Source passage:

━━━━━━━━━━━━━━━━━━━━━━━━━━━━━━

In 1952 Youngstown Kitchens told consumers, “Planning your kitchen is easy, and you’ll have a lot of fun doing it!”1 Because customers selected from the company’s line of steel cabinets and were free to arrange them as desired, promoters hoped to convince these amateur designers that the result would be a new, personalized cooking space. Similar encouragements for consumers to take part in designing their own remodeling projects were common in the rapidly expanding postwar home improvement market. After profiling an economy-minded couple who planned their own finished attic, a news-letter from a savings bank in Waycross, Georgia, advised customers to likewise “put the job on paper!”2 In Alhambra, California, a remodeling salesman described how, when visiting the homes of prospective clients, he asked them for help measuring the existing room. “And pretty soon I’ve drawn the customers into the act,” he said. “They’re part of the building project. They’re selling themselves, although very likely they don’t realize it.”3 Home improvement promoters—building product manufacturers, local dealers, contractors, and sales teams—expected amateur design rhetoric to prompt feelings of investment in a project and to increase the chances for a signed contract.4

These promoters relied upon a variety of selling aids, from product samples and point-of-purchase displays to before-and-after booklets and miniature planning kits. Introduced in the 1920s and consisting of numerous diminutive cabinet and counter pieces arranged to represent different layouts on a scale-model room, miniature kits became a centerpiece of remodeling marketing in the postwar era (Figure 1). Modular kitchen equipment manufacturers commissioned the sets and provided them to their networks of local partners. Door-to-door salesmen and contractors stowed the kits in custom briefcases and carried them to community demonstrations and appointments in the homes of prospective customers. They were also found in the showrooms of hardware and lumber retailers and dedicated remodeling centers that focused on home improvement.

━━━━━━━━━━━━━━━━━━━━━━━━━━━━━━

Goal 1: Count the lines in the records below that contain the word "mirror", and give only that number.

━━━━━━━━━━━━━━━━━━━━━━━━━━━━━━

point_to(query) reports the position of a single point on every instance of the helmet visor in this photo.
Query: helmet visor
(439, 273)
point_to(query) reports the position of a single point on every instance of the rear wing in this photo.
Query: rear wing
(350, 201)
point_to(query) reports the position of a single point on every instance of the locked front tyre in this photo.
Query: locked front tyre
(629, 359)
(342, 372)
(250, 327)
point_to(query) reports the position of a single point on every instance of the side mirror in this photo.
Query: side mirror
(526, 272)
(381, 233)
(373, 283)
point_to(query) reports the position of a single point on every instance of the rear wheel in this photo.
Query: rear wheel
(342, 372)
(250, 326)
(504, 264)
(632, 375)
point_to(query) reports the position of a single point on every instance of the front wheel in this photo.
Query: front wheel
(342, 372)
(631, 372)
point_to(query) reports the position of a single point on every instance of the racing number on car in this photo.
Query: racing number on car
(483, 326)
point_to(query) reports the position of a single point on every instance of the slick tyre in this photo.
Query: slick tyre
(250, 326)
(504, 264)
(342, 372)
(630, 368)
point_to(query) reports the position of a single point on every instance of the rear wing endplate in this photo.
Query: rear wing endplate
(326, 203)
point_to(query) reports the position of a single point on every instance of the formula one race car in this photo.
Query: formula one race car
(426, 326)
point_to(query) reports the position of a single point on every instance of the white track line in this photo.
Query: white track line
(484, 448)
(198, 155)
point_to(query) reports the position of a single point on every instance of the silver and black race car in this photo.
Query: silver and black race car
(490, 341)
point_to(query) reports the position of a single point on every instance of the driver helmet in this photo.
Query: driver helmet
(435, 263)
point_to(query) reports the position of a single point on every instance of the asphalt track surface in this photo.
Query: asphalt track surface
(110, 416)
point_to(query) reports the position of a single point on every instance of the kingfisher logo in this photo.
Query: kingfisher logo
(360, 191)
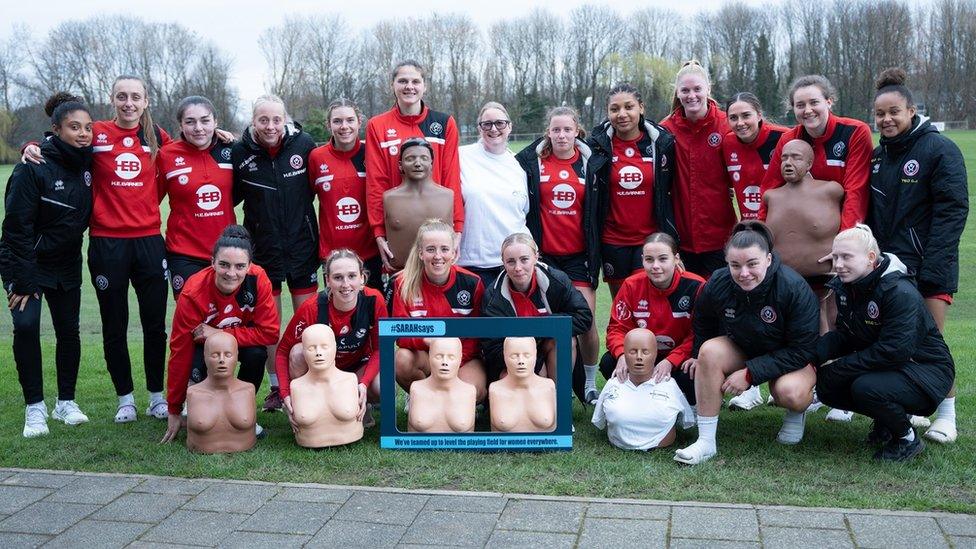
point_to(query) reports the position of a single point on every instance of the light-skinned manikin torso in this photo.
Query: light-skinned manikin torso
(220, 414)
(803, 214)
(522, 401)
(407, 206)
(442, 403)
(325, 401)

━━━━━━━━━━━━━━━━━━━━━━━━━━━━━━

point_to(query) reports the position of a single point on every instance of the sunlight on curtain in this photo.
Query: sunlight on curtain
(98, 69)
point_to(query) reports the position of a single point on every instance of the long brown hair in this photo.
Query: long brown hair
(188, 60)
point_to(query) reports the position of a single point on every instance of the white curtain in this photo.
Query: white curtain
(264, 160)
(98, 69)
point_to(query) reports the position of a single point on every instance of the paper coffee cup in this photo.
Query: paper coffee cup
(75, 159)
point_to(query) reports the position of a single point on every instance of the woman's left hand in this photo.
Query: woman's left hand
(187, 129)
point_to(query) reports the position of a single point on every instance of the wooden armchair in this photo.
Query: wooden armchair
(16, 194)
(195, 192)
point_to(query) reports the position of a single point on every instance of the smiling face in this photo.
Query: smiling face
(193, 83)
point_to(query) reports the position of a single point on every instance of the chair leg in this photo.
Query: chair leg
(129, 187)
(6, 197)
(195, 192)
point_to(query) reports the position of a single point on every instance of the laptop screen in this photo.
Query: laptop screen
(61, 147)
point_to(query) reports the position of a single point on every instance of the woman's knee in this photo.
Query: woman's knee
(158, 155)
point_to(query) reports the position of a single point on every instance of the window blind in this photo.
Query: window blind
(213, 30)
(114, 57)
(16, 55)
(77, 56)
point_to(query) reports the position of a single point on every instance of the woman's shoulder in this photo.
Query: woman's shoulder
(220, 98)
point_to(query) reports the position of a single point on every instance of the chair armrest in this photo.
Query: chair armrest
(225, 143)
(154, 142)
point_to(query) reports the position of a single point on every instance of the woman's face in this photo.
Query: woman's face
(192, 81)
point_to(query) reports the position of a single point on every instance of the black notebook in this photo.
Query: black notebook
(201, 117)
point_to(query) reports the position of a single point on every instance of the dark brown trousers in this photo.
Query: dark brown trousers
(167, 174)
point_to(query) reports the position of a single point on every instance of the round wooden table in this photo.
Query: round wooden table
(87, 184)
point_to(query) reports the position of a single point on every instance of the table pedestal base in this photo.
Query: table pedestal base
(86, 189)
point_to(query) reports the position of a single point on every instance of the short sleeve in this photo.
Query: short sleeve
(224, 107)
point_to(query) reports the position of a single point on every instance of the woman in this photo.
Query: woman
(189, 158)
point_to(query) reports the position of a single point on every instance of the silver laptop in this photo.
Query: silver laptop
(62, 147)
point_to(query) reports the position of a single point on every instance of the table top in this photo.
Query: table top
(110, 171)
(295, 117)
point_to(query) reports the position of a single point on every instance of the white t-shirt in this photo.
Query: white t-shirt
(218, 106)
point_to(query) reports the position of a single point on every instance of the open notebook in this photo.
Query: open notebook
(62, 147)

━━━━━━━━━━━━━━━━━━━━━━━━━━━━━━

Goal 2: In the passage on postwar home improvement marketing, in what decade were miniature planning kits introduced?

Solution 1: 2

Solution 2: The 1920s.